→ Provided passage
== Segment start ==

Faculty Research 1990 - 1999


Genetic regulation of traits essential for spontaneous ovarian teratocarcinogenesis in strain LT/Sv mice: aberrant meiotic cell cycle, oocyte activation, and parthenogenetic development.

Document Type


Publication Date



Blastocyst: ph, Female, Meiosis, Metaphase, Mice, Mice-Inbred-BALB-C, Mice-Inbred-C57BL, Oocytes: ph, Ovarian-Neoplasms: ge, Parthenogenesis, SUPPORT-NON-U-S-GOVT, SUPPORT-U-S-GOVT-P-H-S, Teratoma: ge

JAX Source

Cancer Res 1996 Nov 1;56(21):5047-54


Strain LT/Sv female mice show a high frequency of spontaneous ovarian teratomas arising from parthenogenetically activated follicular oocytes. LT/Sv oocytes also arrest at metaphase of meiosis I, rather than progressing through to metaphase II, as do almost all fully grown oocytes from most other strains. We investigated a new set of recombinant inbred strains derived from BALB/c and C58 (the progenitor strains of LT/Sv) and crosses of these two progenitor strains and found that metaphase I arrest is necessary, but not sufficient, to cause parthenogenetic activation. Occurrence of progeny with phenotypes more extreme than either parent (transgressive variation) suggests that these traits are polygenic and that LT/Sv mice inherited a novel combination of permissive alleles from their progenitor strains. Absence of teratomas from some LT-related strains demonstrate that metaphase I arrest and parthenogenetic activation are not sufficient for teratoma formation and that additional permissive alleles are required for teratocarcinogenesis. Finally, segregation analysis of teratoma formation in these strains suggests that a single autosomal gene derived from C57BL/6J mice is responsible for the high tumor incidence in one of these strains, LTXBO. Together these results show that metaphase I arrest, parthenogenetic activation of oocytes, and teratoma formation are multigenic traits involving a modest number of permissive alleles.

== Segment end ==

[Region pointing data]

== Segment start ==

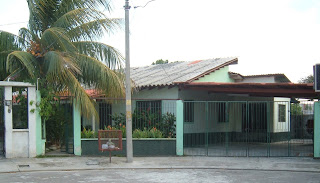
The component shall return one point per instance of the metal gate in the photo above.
(2, 149)
(247, 128)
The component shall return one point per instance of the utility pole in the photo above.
(128, 88)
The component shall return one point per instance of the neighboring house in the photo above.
(219, 107)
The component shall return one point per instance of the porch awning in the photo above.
(291, 90)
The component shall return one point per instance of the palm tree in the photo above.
(60, 47)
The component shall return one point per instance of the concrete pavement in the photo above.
(185, 162)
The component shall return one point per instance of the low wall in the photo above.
(141, 147)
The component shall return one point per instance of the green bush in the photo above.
(153, 133)
(89, 133)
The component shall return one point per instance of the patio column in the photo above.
(32, 120)
(316, 141)
(179, 128)
(39, 141)
(8, 121)
(76, 129)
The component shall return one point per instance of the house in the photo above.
(199, 107)
(224, 113)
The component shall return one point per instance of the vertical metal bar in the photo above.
(128, 88)
(268, 127)
(226, 122)
(207, 126)
(289, 127)
(247, 127)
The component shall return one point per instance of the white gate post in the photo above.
(8, 121)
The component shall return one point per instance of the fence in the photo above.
(241, 128)
(150, 118)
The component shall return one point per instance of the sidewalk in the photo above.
(189, 162)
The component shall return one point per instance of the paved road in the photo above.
(162, 175)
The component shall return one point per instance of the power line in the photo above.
(13, 23)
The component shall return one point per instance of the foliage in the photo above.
(296, 109)
(89, 133)
(160, 61)
(307, 79)
(145, 133)
(119, 127)
(21, 100)
(59, 48)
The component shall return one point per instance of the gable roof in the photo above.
(177, 72)
(279, 77)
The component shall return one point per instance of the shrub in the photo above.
(88, 133)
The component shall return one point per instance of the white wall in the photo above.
(20, 142)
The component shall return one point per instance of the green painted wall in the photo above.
(76, 129)
(220, 75)
(316, 130)
(141, 147)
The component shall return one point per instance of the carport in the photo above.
(250, 128)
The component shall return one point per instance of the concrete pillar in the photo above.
(179, 128)
(8, 122)
(316, 141)
(76, 129)
(32, 98)
(39, 142)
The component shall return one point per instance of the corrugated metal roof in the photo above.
(168, 74)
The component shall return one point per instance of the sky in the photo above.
(268, 36)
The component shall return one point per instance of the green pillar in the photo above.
(76, 129)
(40, 144)
(179, 128)
(316, 141)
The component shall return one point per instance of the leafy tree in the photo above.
(308, 79)
(160, 62)
(60, 47)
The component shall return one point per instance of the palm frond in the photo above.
(9, 41)
(27, 35)
(65, 6)
(60, 74)
(98, 75)
(103, 52)
(55, 38)
(95, 29)
(77, 17)
(21, 59)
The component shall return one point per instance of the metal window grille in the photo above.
(188, 111)
(105, 115)
(221, 112)
(282, 113)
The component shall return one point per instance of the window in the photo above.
(221, 112)
(188, 111)
(282, 113)
(149, 106)
(105, 115)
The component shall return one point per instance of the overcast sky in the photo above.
(268, 36)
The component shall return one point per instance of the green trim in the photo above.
(316, 130)
(165, 139)
(76, 129)
(221, 75)
(179, 128)
(40, 148)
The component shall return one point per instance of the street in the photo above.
(162, 175)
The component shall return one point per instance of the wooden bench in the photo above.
(110, 140)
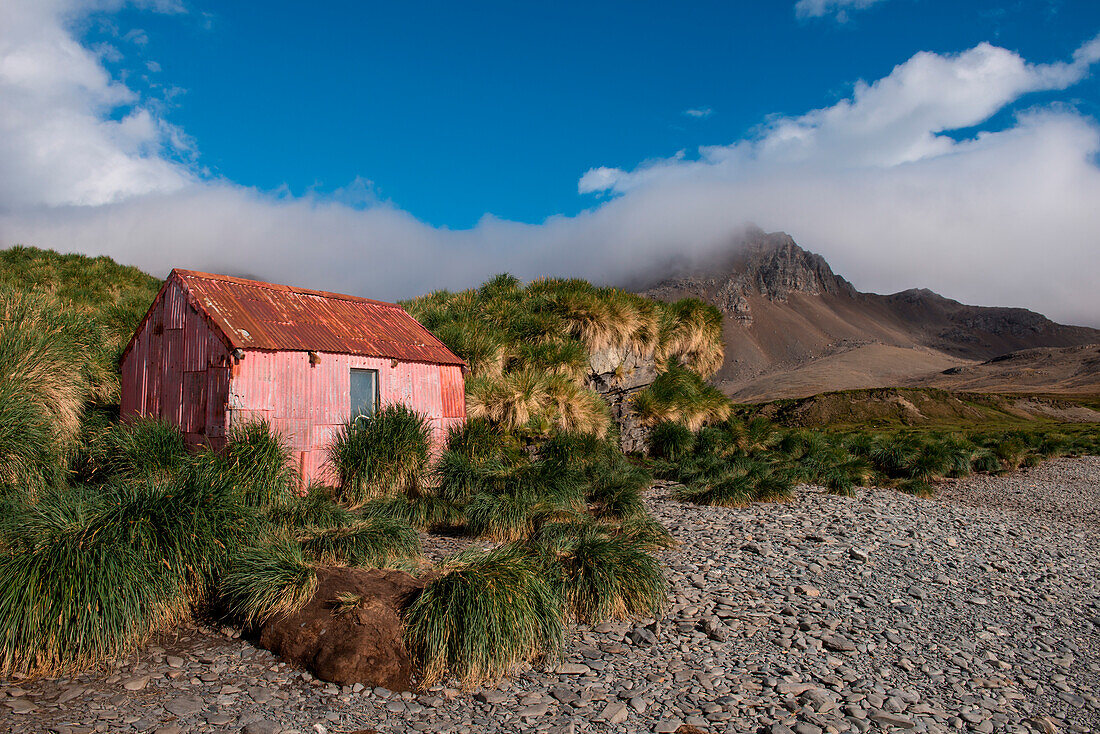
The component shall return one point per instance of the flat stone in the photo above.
(21, 705)
(185, 705)
(614, 713)
(136, 683)
(261, 727)
(892, 720)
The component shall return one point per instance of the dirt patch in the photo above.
(351, 631)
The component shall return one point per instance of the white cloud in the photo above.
(1002, 218)
(837, 8)
(58, 142)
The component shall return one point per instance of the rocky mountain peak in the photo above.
(773, 265)
(757, 264)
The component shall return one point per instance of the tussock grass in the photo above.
(422, 512)
(141, 449)
(259, 459)
(381, 456)
(670, 440)
(87, 574)
(315, 508)
(537, 402)
(99, 302)
(680, 395)
(42, 386)
(530, 347)
(486, 613)
(603, 576)
(347, 601)
(267, 580)
(516, 501)
(372, 543)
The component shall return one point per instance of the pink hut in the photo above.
(215, 351)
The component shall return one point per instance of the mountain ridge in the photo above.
(787, 310)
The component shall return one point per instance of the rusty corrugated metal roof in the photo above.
(256, 315)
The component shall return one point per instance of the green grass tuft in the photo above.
(267, 580)
(487, 612)
(372, 543)
(381, 456)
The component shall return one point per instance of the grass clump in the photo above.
(381, 456)
(87, 574)
(680, 395)
(530, 347)
(486, 613)
(602, 574)
(42, 386)
(372, 543)
(267, 580)
(141, 449)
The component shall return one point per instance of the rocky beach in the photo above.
(974, 611)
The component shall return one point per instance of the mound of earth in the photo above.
(363, 644)
(794, 328)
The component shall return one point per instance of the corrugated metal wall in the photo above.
(308, 402)
(177, 370)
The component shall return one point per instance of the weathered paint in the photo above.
(180, 368)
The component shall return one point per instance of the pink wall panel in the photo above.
(307, 403)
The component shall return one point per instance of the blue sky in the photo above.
(391, 149)
(454, 110)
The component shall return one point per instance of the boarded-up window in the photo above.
(364, 393)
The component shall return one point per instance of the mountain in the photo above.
(1041, 370)
(793, 327)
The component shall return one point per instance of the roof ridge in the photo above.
(276, 286)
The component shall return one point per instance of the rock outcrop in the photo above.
(617, 374)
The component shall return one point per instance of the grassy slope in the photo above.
(102, 298)
(891, 407)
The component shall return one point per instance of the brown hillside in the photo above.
(793, 328)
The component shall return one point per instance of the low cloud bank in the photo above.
(875, 183)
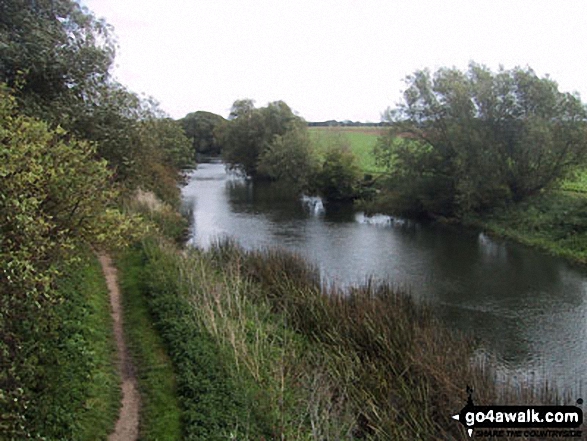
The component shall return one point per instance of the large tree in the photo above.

== Segment end ==

→ What this exercise asks
(A) In the LT/Sv mouse abstract, why do the authors conclude that the traits they studied are polygenic?
(B) Answer these questions from the LT/Sv mouse abstract:
(i) Which two strains are the progenitor strains of LT/Sv?
(ii) In which journal, and on what date, was the work published?
(iii) In which strain is the high tumor incidence attributed to a single autosomal gene derived from C57BL/6J mice?
(C) Which mouse strains are named in the summary paragraph of the LT/Sv mouse abstract?

→ Expected outputs
(A) Some progeny showed phenotypes more extreme than either parent, which is transgressive variation. The authors take this to mean the traits are polygenic and that LT/Sv mice inherited a novel combination of permissive alleles from their progenitor strains.

(B)
(i) BALB/c and C58
(ii) Cancer Res, November 1, 1996
(iii) LTXBO

(C)
- LT/Sv
- BALB/c
- C58
- C57BL/6J
- LTXBO